SET PROBLEM: Please print every line of the items below word for word, and leave the pictures out.

SUPPLIED INFORMATION:
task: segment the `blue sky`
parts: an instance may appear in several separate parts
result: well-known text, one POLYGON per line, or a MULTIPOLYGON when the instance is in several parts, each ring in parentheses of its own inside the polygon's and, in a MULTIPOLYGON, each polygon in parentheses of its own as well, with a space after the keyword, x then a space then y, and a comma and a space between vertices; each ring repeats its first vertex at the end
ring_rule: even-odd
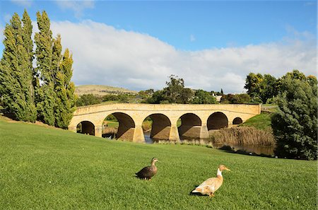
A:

SOLUTION TO THIS TASK:
task: segment the `blue sky`
parts: an instance may appear in several separate parts
result: well-known text, one POLYGON per line, or a MULTIPOLYGON when the instance is in several parts, each ring in parentheses of its own inside the polygon's and, in a MULTIPOLYGON, each polygon in parentheses of its own as well, with a space after the keyword, x then a space then y, and a comma and a space between vertices; each ring repeats its first vertex at the end
ring_rule: even-odd
A:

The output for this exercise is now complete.